What is asked -
Select each line in the records below that contains the word "shirt", and copy those lines out.

[Dataset records]

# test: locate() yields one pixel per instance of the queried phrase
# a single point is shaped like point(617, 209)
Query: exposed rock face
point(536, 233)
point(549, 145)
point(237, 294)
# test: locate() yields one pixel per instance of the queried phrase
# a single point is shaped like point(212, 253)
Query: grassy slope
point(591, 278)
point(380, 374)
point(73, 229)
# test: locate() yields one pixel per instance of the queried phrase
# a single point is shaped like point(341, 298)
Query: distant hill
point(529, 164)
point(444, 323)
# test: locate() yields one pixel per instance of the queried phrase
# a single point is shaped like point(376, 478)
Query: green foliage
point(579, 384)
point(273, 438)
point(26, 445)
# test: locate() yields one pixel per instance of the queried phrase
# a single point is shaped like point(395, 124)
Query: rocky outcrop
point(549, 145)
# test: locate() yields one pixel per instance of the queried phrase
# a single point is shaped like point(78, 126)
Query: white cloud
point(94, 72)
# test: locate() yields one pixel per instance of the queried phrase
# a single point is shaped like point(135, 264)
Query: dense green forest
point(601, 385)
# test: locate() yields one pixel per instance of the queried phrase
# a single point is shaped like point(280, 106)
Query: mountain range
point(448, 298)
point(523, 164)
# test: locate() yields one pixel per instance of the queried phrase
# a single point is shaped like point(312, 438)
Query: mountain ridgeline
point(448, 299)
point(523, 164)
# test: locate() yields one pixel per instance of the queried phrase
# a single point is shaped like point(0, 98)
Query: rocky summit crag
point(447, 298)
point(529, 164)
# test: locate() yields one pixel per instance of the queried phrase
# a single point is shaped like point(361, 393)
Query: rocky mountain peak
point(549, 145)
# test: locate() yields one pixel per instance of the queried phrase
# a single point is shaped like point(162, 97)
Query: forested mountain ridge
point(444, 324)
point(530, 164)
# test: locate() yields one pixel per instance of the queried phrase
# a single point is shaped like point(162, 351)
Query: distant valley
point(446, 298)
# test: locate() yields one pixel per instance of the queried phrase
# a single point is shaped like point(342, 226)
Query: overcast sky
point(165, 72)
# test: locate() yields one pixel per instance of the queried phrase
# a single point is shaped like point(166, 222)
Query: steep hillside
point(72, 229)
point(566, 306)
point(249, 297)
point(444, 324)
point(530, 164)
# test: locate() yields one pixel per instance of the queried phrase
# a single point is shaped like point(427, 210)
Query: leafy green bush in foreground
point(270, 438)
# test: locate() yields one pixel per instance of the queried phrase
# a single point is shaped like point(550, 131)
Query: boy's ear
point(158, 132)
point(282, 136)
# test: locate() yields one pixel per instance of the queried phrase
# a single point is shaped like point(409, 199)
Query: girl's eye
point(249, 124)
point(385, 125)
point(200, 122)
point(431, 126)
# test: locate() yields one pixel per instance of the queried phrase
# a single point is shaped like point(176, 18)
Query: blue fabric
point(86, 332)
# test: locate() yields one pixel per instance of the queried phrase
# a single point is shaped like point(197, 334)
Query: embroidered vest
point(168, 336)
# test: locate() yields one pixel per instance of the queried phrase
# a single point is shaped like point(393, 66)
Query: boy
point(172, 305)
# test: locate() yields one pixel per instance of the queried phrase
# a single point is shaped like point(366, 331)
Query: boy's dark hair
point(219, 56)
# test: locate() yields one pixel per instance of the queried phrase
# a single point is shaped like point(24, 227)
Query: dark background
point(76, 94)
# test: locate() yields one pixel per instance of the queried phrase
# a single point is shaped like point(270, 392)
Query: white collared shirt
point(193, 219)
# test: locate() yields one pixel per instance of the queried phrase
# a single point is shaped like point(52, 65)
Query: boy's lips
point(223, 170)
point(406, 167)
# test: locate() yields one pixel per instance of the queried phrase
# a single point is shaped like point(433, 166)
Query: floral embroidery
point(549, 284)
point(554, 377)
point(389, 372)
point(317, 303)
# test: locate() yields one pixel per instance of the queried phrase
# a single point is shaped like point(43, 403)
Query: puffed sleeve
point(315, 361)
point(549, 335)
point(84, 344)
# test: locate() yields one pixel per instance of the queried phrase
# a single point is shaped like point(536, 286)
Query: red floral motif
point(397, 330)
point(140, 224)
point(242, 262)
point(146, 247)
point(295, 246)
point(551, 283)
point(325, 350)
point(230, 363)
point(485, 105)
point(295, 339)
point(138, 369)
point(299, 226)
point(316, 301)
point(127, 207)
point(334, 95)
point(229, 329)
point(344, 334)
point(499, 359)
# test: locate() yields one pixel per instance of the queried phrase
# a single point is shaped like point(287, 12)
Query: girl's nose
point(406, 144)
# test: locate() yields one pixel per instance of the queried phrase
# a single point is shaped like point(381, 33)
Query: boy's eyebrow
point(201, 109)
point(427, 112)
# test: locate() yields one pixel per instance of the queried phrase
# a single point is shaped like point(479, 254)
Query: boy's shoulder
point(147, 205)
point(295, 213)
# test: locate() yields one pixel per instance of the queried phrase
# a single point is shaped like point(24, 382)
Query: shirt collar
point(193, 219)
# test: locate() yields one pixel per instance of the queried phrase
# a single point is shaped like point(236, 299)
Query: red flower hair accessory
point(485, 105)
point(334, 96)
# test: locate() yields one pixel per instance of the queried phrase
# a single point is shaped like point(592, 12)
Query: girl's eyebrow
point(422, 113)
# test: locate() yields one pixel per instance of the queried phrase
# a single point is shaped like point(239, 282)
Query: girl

Solved exercise -
Query: white collared shirt
Query: shirt collar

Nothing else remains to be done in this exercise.